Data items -

-------------------------

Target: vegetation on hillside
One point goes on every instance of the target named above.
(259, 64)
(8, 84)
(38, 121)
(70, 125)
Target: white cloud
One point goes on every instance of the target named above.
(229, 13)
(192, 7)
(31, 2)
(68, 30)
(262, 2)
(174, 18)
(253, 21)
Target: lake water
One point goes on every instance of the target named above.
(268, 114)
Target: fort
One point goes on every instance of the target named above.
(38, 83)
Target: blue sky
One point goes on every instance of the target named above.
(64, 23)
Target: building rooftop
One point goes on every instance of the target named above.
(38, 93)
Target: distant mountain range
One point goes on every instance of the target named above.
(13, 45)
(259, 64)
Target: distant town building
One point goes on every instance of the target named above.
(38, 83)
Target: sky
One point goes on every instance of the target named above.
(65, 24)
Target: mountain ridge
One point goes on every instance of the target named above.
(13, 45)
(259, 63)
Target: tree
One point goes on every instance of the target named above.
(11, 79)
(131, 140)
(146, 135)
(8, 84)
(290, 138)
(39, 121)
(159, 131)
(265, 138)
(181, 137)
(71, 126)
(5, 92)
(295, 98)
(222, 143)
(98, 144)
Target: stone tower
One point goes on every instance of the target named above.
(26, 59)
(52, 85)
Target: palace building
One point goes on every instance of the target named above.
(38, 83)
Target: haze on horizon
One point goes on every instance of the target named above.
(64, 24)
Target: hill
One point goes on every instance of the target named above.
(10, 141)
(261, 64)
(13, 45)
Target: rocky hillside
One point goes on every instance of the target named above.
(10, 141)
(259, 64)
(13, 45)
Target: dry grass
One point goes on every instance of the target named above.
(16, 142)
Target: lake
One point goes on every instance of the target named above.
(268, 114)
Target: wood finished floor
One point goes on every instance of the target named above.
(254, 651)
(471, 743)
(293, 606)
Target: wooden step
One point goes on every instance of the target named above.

-------------------------

Your task is to copy every line of the entries that contains the string "distant".

Target: distant mountain range
Target: distant town building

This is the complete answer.